*Given problem*.
Restate all of the data exactly.

*Stored records*.
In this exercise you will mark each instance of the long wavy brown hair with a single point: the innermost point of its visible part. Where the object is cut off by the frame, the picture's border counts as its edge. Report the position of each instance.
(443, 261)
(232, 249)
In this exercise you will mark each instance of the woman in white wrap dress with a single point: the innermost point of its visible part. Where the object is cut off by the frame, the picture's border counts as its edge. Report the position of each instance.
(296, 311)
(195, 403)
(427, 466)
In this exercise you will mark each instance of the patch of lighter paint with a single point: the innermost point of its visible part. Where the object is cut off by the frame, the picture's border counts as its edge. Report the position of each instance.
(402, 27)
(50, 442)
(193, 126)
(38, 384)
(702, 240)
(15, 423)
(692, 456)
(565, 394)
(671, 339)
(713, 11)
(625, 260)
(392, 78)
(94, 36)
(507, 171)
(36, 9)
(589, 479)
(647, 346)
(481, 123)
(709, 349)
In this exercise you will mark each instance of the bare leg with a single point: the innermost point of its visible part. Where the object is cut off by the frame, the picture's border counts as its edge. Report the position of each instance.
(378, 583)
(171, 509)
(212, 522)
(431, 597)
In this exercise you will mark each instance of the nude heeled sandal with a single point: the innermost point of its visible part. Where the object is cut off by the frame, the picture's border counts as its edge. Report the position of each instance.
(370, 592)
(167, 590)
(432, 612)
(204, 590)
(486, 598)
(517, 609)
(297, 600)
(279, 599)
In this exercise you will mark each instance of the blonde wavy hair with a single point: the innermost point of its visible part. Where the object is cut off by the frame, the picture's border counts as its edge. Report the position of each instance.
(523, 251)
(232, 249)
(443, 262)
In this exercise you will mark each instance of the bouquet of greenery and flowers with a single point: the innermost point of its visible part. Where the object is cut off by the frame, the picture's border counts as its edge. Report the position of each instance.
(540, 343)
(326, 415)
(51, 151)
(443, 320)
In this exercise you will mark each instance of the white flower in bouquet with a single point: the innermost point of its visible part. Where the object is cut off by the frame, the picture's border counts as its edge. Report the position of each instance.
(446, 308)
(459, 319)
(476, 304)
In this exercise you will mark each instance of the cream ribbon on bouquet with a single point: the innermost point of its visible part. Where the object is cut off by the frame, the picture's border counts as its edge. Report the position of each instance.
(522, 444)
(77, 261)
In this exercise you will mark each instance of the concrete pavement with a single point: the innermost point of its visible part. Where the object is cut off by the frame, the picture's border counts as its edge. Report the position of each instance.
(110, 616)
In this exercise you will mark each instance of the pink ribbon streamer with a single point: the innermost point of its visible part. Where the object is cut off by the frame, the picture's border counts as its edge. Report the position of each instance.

*Final result*.
In this exercise you will mark each instance of the long wavy brown hair with a single point: the innermost point of its visible part. Where the object is cut off by the frame, the picture's border counts as its edge. Report the position of each instance.
(443, 261)
(232, 249)
In this exercise you will mark each instance of the woman in white wrap dress with a single point: the innermost point of its visible part. Where the object is cut off by the frame, the picture's border counts as its edge. Report the position of each instance.
(296, 311)
(195, 403)
(427, 466)
In this exercise you will mark each instance of the patch of lighter paint with a single point: the innermost point of its visible part. Where the object is cut off by the frame, the picture's border counts as its edge. Report the position of each instance.
(402, 27)
(50, 442)
(193, 126)
(38, 384)
(702, 240)
(15, 423)
(692, 456)
(565, 394)
(671, 339)
(713, 11)
(625, 260)
(392, 78)
(94, 36)
(507, 171)
(36, 9)
(589, 479)
(647, 346)
(481, 123)
(709, 349)
In this exercise you will mark each instance of the bare leg with a single point: the innermost point of its visible part. Where the object is cut off by the frame, the picture's border counts as its edge. Report the position of each instance.
(378, 583)
(171, 509)
(212, 522)
(431, 597)
In this exercise you will mark each instance of the nude heeled sandal with a single point: the innermost point of its visible part. Where the object is cut off by the frame, the picture's border counts as its edge. Report the position of each instance.
(370, 592)
(167, 590)
(432, 612)
(204, 590)
(486, 598)
(517, 609)
(297, 600)
(279, 599)
In this exercise you will mark each instance of the blonde wavy hair with a single point: the innermost point of its visible part. Where the object is cut off by the frame, the picture's border counts as its edge. Report the position of each instance.
(523, 251)
(232, 249)
(443, 262)
In this exercise you will mark each instance of the bouquet of greenery and flowers with a single point: the innermost point of its visible part. Where the object is cut off by the frame, the picture's border counts as its edge. Report the position of each instance.
(540, 343)
(326, 415)
(51, 151)
(443, 320)
In this exercise you will mark each instance of the white flower in bouquet with a single point: the innermost point of its visible part. Where the object is cut off by the frame, the picture's border counts as its edge. Report the position of each instance.
(446, 308)
(459, 319)
(476, 304)
In this exercise you will mark each instance of the cream ribbon on bouquet with a single point: the innermost point of its visible part. Where the object is cut off by the frame, the picture's border counts as its edge. Report the position of each instance.
(522, 444)
(77, 261)
In this exercise you will mark each instance of the concrete pavement with a single point: the innermost point of its visible part. Where the object is cut off by the frame, the picture's border counts as its edge. Report the position of each instance.
(110, 616)
In this exercise you will mark each instance of the pink ribbon streamer with a single point: the innermost point of its visible part. Where the object is cut off by the frame, the picture's border counts as its edge. Report the position of each instance.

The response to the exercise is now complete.